■ **Entries shown**:
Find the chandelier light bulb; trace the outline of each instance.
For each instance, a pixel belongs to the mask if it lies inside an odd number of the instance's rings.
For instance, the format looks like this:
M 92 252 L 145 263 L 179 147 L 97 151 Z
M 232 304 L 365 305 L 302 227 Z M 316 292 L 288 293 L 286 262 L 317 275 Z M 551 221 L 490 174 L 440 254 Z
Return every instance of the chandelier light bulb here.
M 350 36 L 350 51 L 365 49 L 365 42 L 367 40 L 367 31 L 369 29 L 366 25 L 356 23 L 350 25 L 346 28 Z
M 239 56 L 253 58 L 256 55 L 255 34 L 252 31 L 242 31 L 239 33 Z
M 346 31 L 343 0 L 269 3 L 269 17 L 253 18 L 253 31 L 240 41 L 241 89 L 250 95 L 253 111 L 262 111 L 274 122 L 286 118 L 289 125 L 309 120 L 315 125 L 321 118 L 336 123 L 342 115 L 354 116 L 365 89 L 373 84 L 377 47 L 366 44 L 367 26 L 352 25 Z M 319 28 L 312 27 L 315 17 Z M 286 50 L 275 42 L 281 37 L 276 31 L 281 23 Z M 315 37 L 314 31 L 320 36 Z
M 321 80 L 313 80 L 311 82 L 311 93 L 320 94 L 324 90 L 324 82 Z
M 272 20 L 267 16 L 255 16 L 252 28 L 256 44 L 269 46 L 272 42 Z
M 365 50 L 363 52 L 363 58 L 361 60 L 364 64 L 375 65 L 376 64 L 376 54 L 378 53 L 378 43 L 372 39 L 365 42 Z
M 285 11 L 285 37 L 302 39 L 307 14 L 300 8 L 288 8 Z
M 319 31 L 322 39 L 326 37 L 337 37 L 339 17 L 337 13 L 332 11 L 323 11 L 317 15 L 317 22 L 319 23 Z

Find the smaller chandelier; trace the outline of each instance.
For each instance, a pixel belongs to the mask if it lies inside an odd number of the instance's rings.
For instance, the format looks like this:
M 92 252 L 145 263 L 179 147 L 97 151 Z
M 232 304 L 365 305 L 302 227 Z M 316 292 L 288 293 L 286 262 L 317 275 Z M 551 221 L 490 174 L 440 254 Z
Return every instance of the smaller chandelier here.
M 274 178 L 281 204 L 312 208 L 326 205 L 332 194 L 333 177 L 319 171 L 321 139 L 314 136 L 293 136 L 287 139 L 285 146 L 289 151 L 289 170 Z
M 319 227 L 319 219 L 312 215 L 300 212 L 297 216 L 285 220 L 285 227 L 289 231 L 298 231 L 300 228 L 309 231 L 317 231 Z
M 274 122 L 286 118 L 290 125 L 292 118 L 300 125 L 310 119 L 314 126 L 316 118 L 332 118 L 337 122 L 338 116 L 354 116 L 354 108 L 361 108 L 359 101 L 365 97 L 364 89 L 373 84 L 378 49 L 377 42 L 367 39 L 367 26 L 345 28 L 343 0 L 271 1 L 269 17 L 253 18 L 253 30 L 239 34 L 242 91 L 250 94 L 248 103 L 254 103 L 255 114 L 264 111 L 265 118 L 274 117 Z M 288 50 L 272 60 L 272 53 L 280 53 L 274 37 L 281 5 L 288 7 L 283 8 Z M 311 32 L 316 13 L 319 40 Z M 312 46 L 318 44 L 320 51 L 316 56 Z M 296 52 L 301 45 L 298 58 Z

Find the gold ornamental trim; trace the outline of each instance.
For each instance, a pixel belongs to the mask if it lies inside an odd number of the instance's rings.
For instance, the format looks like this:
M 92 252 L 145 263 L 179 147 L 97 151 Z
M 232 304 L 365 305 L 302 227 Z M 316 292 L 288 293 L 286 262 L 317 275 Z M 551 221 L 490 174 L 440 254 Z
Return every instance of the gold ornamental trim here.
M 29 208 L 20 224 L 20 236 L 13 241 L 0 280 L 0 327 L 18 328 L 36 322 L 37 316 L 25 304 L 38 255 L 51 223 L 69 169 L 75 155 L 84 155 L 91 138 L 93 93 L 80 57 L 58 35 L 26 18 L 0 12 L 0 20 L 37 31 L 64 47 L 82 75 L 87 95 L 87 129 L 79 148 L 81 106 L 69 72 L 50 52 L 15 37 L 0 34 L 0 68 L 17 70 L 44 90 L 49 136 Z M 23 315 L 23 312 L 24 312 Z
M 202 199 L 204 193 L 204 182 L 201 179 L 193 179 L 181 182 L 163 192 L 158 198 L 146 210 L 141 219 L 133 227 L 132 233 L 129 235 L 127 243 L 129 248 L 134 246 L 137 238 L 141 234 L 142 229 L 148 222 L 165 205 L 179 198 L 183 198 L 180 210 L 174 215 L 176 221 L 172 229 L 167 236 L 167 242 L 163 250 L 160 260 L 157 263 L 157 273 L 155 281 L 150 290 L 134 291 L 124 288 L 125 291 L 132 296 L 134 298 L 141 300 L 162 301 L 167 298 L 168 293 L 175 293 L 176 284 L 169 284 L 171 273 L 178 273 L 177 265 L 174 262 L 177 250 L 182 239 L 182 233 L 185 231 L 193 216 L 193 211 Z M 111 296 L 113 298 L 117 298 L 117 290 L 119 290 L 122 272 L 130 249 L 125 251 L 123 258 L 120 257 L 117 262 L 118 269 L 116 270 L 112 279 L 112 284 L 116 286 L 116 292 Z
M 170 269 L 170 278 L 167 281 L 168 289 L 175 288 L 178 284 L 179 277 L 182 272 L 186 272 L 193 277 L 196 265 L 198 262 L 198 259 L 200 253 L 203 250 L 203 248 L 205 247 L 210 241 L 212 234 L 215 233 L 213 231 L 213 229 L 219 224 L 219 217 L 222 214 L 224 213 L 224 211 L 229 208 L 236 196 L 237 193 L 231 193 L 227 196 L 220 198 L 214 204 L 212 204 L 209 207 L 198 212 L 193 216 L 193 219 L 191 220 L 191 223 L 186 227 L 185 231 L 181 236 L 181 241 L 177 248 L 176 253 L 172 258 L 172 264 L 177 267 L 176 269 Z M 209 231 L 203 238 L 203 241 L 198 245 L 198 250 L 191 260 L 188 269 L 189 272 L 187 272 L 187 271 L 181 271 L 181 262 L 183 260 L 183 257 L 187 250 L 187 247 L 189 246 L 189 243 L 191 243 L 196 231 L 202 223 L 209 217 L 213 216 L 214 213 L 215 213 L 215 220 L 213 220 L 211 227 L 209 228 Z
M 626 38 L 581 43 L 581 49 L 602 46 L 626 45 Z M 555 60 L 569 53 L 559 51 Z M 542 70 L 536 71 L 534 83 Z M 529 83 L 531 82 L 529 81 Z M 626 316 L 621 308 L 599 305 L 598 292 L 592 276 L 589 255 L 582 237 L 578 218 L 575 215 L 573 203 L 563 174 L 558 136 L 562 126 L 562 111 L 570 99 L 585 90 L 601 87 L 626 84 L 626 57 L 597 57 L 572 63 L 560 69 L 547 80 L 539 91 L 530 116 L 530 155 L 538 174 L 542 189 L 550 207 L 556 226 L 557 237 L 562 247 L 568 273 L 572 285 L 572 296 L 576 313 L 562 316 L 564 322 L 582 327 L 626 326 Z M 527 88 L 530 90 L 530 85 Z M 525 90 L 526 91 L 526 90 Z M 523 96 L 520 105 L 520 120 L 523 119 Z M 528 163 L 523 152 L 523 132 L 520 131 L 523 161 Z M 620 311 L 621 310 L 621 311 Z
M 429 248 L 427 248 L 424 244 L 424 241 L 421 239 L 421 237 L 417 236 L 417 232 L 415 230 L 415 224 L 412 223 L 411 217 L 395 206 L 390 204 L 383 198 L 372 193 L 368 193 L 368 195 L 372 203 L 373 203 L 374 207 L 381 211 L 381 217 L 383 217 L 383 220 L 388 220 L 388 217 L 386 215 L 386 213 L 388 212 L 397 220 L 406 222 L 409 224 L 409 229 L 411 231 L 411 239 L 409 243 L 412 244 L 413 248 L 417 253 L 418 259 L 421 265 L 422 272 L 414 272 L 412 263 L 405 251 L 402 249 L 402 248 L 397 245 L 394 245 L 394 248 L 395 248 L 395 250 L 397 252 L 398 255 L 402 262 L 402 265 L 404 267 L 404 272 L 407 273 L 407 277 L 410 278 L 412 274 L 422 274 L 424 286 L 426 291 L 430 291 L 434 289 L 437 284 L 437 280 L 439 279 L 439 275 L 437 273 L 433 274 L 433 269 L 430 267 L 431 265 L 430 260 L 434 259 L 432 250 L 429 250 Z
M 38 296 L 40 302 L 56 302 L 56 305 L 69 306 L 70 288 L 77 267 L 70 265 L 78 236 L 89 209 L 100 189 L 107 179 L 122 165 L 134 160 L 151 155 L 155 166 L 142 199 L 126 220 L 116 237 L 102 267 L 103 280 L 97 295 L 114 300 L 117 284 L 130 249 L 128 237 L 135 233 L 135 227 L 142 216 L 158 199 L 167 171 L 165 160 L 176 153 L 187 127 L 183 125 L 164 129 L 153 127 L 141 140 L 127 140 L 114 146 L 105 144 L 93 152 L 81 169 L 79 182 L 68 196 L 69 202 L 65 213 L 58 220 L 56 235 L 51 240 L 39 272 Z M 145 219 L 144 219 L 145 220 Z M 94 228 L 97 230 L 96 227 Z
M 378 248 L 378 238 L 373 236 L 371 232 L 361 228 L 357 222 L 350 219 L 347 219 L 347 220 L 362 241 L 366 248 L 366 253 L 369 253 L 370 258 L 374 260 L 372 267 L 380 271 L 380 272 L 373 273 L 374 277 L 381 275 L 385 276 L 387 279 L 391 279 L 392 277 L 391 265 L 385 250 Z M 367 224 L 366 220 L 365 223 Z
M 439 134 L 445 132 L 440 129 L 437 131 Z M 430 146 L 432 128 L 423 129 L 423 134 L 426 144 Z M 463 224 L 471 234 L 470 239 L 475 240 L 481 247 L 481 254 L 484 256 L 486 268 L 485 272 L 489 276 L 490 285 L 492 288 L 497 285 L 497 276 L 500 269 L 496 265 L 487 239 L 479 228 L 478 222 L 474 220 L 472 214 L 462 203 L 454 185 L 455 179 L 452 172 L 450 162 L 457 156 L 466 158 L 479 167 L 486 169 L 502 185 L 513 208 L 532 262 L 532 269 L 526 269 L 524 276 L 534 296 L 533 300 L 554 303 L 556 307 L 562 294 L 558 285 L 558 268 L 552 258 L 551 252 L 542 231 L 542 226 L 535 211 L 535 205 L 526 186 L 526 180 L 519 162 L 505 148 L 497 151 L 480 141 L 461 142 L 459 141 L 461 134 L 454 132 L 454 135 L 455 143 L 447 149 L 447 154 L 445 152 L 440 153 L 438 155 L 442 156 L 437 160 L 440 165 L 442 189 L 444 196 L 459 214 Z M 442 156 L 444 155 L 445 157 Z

■ **What to produce**:
Reproduce the records above exactly, starting at their first line and going on through the line that contains "M 319 31 L 322".

■ **Result below**:
Find the chandelier light bulb; trace the outline of each instance.
For each instance, a pixel belongs to the mask if it lies inside an odd number of the instance's rings.
For instance, the format looks like this:
M 92 252 L 145 263 L 179 147 L 97 151 Z
M 232 304 L 365 305 L 302 227 Z M 316 292 L 288 293 L 286 262 L 317 275 Z M 551 221 L 490 174 L 440 254 Z
Return every instance of the chandelier light bulb here.
M 350 36 L 350 51 L 365 49 L 365 42 L 367 40 L 367 31 L 369 29 L 366 25 L 356 23 L 350 25 L 346 28 Z
M 239 56 L 253 58 L 256 55 L 255 34 L 252 31 L 242 31 L 239 33 Z
M 346 31 L 343 0 L 269 3 L 269 17 L 253 18 L 253 31 L 240 41 L 241 89 L 250 95 L 253 111 L 262 111 L 274 122 L 286 118 L 289 125 L 309 120 L 315 125 L 321 118 L 336 123 L 342 115 L 354 116 L 365 89 L 373 84 L 377 47 L 366 44 L 367 26 L 352 25 Z M 319 28 L 312 27 L 315 17 Z M 286 50 L 275 42 L 281 37 L 276 31 L 281 23 Z M 315 37 L 314 31 L 320 36 Z
M 321 80 L 313 80 L 311 82 L 311 93 L 320 94 L 324 90 L 324 82 Z
M 272 20 L 267 16 L 255 16 L 252 28 L 256 44 L 269 46 L 272 42 Z
M 365 50 L 363 52 L 363 58 L 361 60 L 364 64 L 375 65 L 376 64 L 376 54 L 378 53 L 378 43 L 372 39 L 365 42 Z
M 285 11 L 285 37 L 302 39 L 307 14 L 300 8 L 288 8 Z
M 319 31 L 322 39 L 326 37 L 337 37 L 339 17 L 337 13 L 332 11 L 323 11 L 317 15 L 317 22 L 319 23 Z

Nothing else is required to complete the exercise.